[START Text excerpt]

And what effect does it have on readers? Which is where I started this piece. With every new technological advance, the popularity of newspapers wanes. But their influence on society is still as powerful as ever. They matter, journalists matter, the stories they write matter. There is more meaning in good, truthful journalism than there ever was, so coarsened and distrusted have national debate and online news feeds become.
Journalism still has the power to change how institutions, such as those in the City, are run. It's ironic that the story which most dominated those City pages that morning in the garden with my daughter was that of the Qatar airways CEO, Akbar Al Baker, who said that a company like his had to be run by a man because the job was “very challenging”. The subsequent newspaper outcry forced him to offer “heartfelt apologies”. I suspect my daughter might have a say in who we fly with next time we go long-haul.

[END Text excerpt]

* [What this exercise asks]:
A. In the text on journalism, what forced the Qatar airways CEO to offer "heartfelt apologies"?
B. Please carry on the piece about journalism after its last sentence.

[START Data section]

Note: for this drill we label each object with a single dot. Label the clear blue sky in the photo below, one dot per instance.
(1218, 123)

[END Data section]
[START Data section]

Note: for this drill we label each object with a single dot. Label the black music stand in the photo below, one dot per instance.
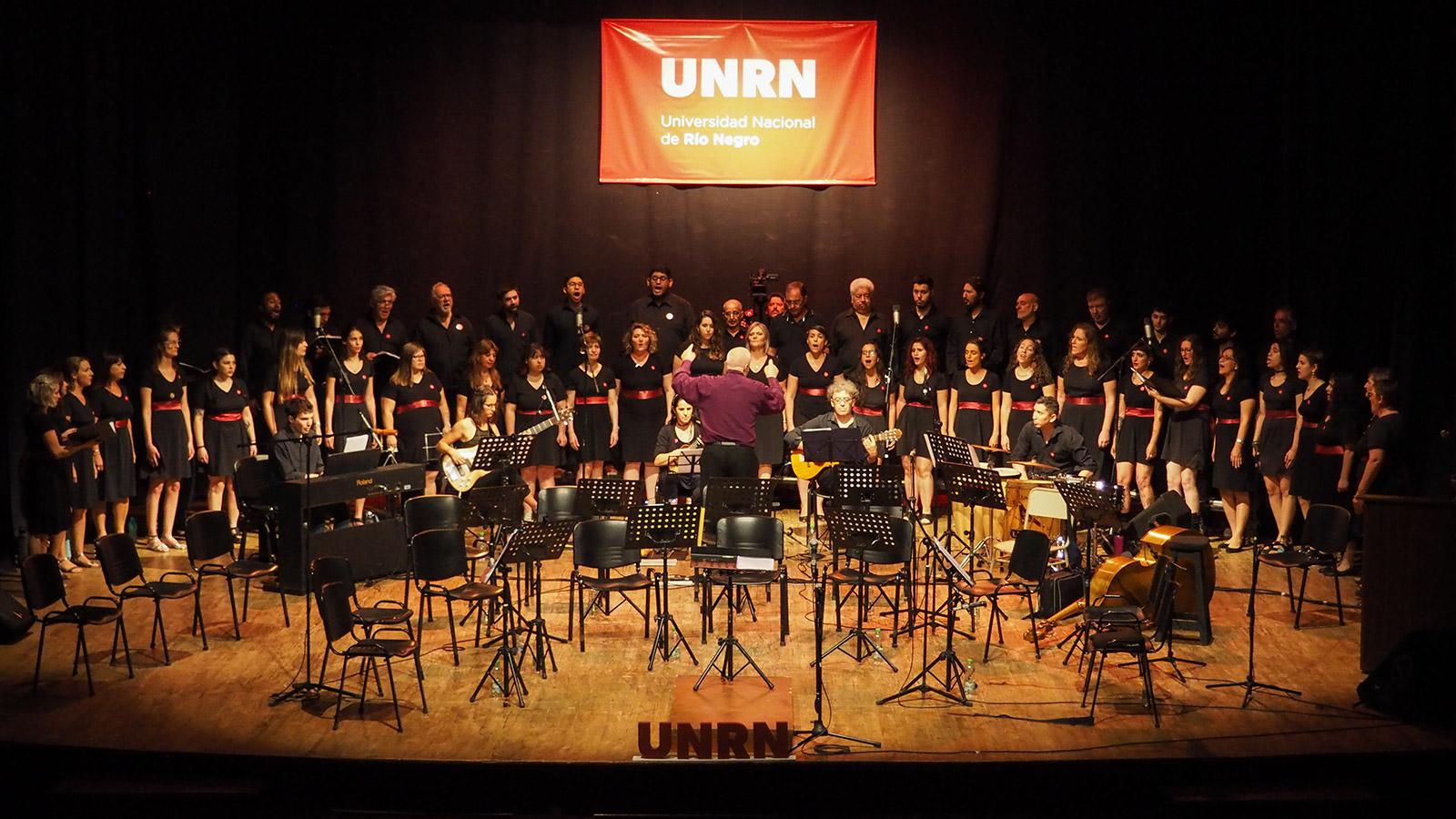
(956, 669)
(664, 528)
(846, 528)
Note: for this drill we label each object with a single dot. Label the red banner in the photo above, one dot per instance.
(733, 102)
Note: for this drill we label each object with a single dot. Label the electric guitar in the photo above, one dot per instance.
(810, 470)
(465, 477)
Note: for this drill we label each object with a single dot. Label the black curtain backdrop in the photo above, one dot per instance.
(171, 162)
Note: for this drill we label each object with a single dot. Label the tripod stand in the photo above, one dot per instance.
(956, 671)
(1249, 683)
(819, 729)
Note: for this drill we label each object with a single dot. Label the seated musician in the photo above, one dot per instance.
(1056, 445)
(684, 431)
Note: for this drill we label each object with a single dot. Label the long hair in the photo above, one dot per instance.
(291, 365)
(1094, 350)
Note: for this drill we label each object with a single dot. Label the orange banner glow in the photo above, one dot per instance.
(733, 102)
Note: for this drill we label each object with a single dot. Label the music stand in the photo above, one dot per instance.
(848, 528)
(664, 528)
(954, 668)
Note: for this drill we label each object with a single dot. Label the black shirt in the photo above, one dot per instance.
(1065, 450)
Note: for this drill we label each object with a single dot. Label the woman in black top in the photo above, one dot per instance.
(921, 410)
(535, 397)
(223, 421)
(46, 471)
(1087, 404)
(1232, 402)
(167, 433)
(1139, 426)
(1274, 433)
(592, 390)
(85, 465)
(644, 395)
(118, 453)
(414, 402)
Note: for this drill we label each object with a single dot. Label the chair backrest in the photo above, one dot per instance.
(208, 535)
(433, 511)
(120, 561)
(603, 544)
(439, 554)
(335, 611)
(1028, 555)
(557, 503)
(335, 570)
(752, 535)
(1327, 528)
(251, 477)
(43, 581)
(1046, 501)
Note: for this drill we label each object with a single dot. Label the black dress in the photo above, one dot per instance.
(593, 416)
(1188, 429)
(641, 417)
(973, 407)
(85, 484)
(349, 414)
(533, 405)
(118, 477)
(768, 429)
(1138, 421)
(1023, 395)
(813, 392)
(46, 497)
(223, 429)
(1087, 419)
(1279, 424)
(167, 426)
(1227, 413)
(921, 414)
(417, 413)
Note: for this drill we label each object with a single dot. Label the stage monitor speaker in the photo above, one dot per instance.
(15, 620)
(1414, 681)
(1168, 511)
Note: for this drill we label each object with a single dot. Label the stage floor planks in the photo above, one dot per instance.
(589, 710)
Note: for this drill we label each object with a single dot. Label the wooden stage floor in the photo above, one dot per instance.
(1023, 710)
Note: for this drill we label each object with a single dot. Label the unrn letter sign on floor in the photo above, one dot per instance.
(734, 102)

[END Data section]

* [Answers by task]:
A. The subsequent newspaper outcry.

B.
The media industry is right to put pressure on City institutions to transform their images. But unless they practise what they preach, their efforts will carry less credibility. The male-dominated parliamentary lobby has begun to crumble in recent years, more women are writing on the sports pages to reflect rising interest among female readers, and you don't see all-male comment pages any more – or, at least, very rarely.
If we really want to inspire the next generation of truth-seekers, we need to make clear to people like my daughter that the City – working and reporting on it – is not a sexist and hypocritical club for old men, as she so astutely surmised.